## Document passage
▬▬▬▬▬▬

Tom’s Ten Data Tips – April 2008
Data Quality Assessment
Data quality (DQ) assessment is as much about assessing data as it is about the impact data quality (or lack thereof) has on business processes. The business case for DQ comes from documenting how data flaws hamper the business. In this information age data is considered an asset that should be managed and leveraged just like any other tangible asset. DQ assessment is a part of auditing to ensure responsible corporate governance.
Thomas Redman has estimated that data quality problems can cost companies as much as 8-12% of revenues. The GMA found that 12-23% of sales and administrative personnel time is spent correcting invoices, orders, purchase orders, etc. 35% of all stock outs, resulting in a loss of sales, are due to data quality issues. Item catalogue errors take on average $60-$80 per error to fix and catalogs average an error rate of over 30%. Gartner estimates that 25% of critical data used in large corporations is flawed. TDWI has reported that poor-quality customer data costs US businesses a staggering 611 Billion per year in postage, printing and staff overhead. DQ is big business.
1. Data Are Outdated As Soon As They Enter The Database
Data are only accurate insofar they represent the “real” state of affairs in the world. First of all this assumes that the initial recording of data is an error free process. We all know that not to be the case. But even worse, the minute data are recorded in the database, the world continues its change – without necessarily notifying the database! You can hardly ever rely on changes outside of the database to be automatically transferred to updates of records within the database. How up-to-date the information in the database represents the real world, is commonly referred to as the currency of data.

▬▬▬▬▬▬

## Given problem A
Decide whether each statement below agrees with the data quality tips above, answering yes or no and quoting the deciding words of those tips: (i) Gartner estimates that a quarter of the critical data used in large corporations is flawed; (ii) fixing an item catalogue error costs about $100 on average; (iii) changes outside the database can usually be relied on to update the records inside it automatically.
## Given problem B
Write the next part of the data quality tips, starting right after the sentence on the currency of data.

## Material provided
▬▬▬▬▬▬

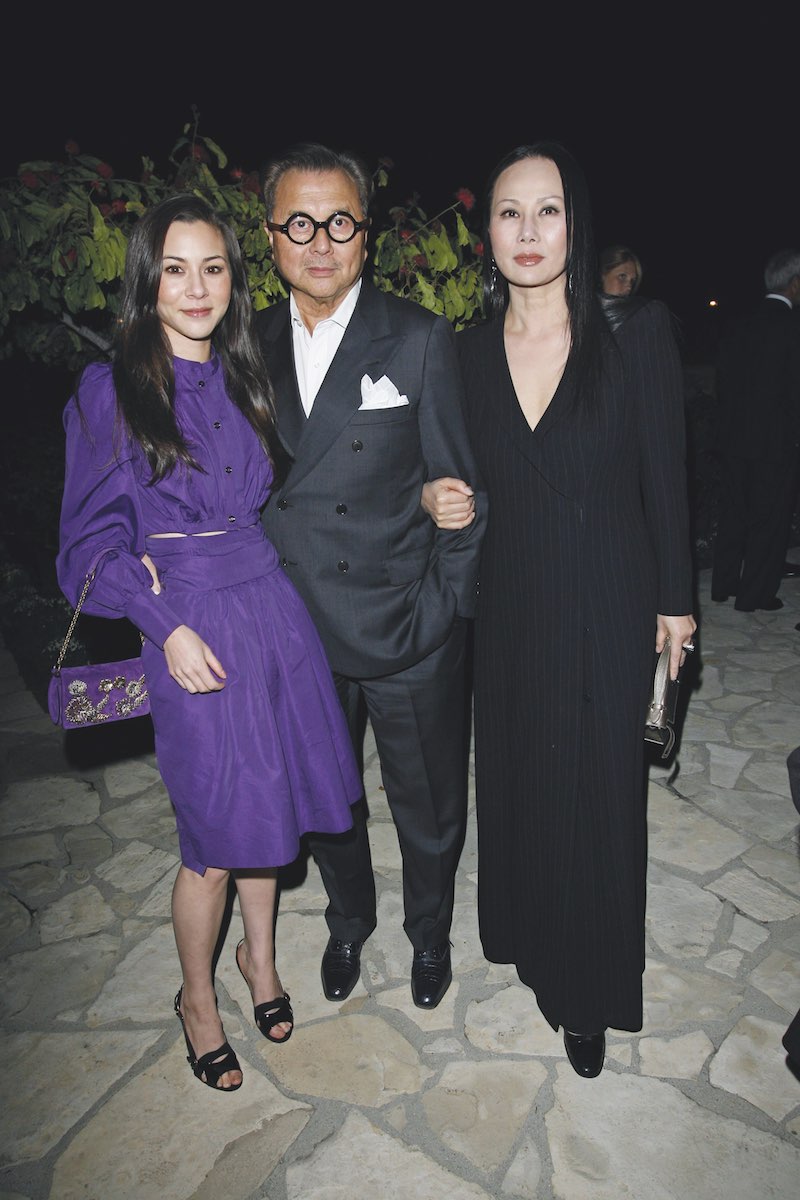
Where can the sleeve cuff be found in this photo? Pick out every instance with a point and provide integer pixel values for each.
(151, 613)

▬▬▬▬▬▬

## Response A
(i) Yes: "Gartner estimates that 25% of critical data used in large corporations is flawed."
(ii) No: "Item catalogue errors take on average $60-$80 per error to fix"
(iii) No: "You can hardly ever rely on changes outside of the database to be automatically transferred to updates of records within the database."

## Response B
2. Data Conversion Is A Major Source Of DQ Problems
Data are rarely only accumulated “organically”. Typically chunks of data are added or appended through data conversion project(s). Such projects are the culprit of some of the nastiest data quality problems.
One reason for this is that data conversion projects are usually performed under considerable time pressure. There is likely to be insufficient time for adequate profiling of the data source. Furthermore, the converted data source has not been designed with the target database in mind, so there need not be a “natural” mapping. Lastly, meta data is often incomplete or entirely missing, so analysts must resort to data profiling, for which there was no time… The end result is typically that imported data tend to comply to ‘different’ (=lower) quality standards than “native” content of the database.
3. Convincing The CEO A DQ Problem Exists Is A Challenge (And A Must)
Many “issues” in a corporation compete for attention from the board. The reason why it is so difficult to get DQ on the agenda is that senior management is often simply unaware of any problems associated with DQ. Upstream DQ problems can cause a whole raft of downstream consequences which may never be associated with DQ. The fact that a report for the board takes weeks to create because of DQ problems can stay completely unbeknown to them (and often does). Few professionals, in any organization, are lauded for raising concern about quality issues. Much the same holds for DQ.
The reason why senior management must be involved in DQ improvement programs is because rather than only ‘fixing’ issues or systems, the culture needs to change, too. And culture is notoriously difficult to change. It can only start at the top. If employees aren’t aware how important data quality is, then you can’t expect them to make this a top priority. And if management doesn’t acknowledge this, it can’t be ‘fixed’, either.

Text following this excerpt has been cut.